I am relatively new to R. I have a character variable named RN
whose text needs to be extracted into 2 variables [named_RN
and general_RN
] based on some conditions on RN
. This is what the desired result is (right now, named_RN
and general_RN
are blank - I don't know how to code this part and that's what I need help on!):
RN named_RN general_RN
RP4A60D26L (Pentazocine) Pentazocine
0 (Complement C4) Complement C4
0 (Aminocap) U6206 (Amino) Amino Aminocap
N3R30 (Amiodarone) 0 (Benzo) 0 (Ferri) Amiodarone Benzo, Ferri
As you can see, I am trying to extract the information within the parentheses. However, I want to extract from RN
into general_RN
if it has a code of 0
and extract into named_RN
if it has a non-zero code.

__Directions for this task__
Reproduce the R question above about splitting RN into two variables, word for word and in full.

__Data lines__
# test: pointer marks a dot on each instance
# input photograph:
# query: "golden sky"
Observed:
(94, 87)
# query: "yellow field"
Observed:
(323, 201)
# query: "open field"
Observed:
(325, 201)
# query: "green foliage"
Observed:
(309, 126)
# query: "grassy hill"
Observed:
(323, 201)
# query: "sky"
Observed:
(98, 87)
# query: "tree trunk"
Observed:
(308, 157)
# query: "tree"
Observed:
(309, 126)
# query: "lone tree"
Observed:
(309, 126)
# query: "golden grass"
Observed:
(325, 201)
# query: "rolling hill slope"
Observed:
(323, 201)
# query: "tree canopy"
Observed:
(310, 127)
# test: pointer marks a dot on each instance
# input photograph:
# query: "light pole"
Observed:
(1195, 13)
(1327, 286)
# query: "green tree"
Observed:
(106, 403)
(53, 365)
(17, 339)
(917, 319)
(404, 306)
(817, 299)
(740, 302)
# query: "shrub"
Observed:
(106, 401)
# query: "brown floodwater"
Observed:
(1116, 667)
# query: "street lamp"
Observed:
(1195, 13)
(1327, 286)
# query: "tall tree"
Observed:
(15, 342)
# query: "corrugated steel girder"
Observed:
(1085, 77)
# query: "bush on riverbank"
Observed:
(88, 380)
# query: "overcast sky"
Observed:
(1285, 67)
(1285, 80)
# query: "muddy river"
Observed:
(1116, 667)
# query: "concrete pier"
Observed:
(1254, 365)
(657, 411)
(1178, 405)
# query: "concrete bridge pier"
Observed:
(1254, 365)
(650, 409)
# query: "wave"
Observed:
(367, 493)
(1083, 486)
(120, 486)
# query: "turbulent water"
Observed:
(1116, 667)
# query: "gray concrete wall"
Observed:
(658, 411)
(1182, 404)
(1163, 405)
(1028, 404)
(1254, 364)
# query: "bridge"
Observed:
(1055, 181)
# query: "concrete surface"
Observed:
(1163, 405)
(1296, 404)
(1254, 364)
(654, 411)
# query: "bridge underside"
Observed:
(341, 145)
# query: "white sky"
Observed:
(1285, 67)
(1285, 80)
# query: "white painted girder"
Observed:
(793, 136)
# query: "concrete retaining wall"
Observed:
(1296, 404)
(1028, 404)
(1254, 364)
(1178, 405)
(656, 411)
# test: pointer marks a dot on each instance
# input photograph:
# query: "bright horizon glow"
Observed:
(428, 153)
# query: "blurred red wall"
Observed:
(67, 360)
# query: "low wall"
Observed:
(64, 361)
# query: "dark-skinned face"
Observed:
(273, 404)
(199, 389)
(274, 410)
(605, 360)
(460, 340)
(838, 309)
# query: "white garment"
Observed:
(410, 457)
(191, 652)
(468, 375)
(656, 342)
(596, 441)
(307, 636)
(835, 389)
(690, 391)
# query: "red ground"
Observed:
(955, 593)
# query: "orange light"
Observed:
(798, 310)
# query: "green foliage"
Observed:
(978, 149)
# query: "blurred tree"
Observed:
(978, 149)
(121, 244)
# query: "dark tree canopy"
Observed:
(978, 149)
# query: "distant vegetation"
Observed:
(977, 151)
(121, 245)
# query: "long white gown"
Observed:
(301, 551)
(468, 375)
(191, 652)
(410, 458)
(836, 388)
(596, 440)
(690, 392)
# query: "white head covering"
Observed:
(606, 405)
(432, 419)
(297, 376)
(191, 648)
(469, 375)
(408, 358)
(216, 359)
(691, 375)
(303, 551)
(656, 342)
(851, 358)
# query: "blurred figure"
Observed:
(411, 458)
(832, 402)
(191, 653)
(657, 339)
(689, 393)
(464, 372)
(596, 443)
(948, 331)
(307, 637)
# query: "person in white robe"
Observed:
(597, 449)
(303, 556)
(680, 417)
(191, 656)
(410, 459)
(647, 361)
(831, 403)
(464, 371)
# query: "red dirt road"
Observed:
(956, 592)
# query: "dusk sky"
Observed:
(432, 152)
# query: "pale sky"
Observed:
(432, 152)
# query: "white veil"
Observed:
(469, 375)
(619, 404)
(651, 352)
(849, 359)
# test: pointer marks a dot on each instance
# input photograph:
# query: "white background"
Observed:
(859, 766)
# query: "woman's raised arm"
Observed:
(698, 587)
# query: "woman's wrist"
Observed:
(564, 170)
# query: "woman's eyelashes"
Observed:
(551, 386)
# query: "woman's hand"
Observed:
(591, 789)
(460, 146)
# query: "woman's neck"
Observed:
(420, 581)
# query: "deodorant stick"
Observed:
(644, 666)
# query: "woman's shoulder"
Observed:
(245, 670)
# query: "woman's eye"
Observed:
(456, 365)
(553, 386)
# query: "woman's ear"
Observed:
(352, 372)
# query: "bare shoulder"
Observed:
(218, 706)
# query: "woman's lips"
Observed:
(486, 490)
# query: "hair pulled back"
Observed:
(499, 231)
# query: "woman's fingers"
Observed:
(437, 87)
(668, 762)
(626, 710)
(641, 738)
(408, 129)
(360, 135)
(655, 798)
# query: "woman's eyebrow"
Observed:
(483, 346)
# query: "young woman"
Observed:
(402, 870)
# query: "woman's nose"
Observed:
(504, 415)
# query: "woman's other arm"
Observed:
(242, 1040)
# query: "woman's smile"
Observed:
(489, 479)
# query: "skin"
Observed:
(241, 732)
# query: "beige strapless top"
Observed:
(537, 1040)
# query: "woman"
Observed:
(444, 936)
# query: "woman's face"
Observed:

__Response to this exercise__
I am relatively new to R. I have a character variable named RN
whose text needs to be extracted into 2 variables [named_RN
and general_RN
] based on some conditions on RN
. This is what the desired result is (right now, named_RN
and general_RN
are blank - I don't know how to code this part and that's what I need help on!):
RN named_RN general_RN
RP4A60D26L (Pentazocine) Pentazocine
0 (Complement C4) Complement C4
0 (Aminocap) U6206 (Amino) Amino Aminocap
N3R30 (Amiodarone) 0 (Benzo) 0 (Ferri) Amiodarone Benzo, Ferri
As you can see, I am trying to extract the information within the parentheses. However, I want to extract from RN
into general_RN
if it has a code of 0
and extract into named_RN
if it has a non-zero code.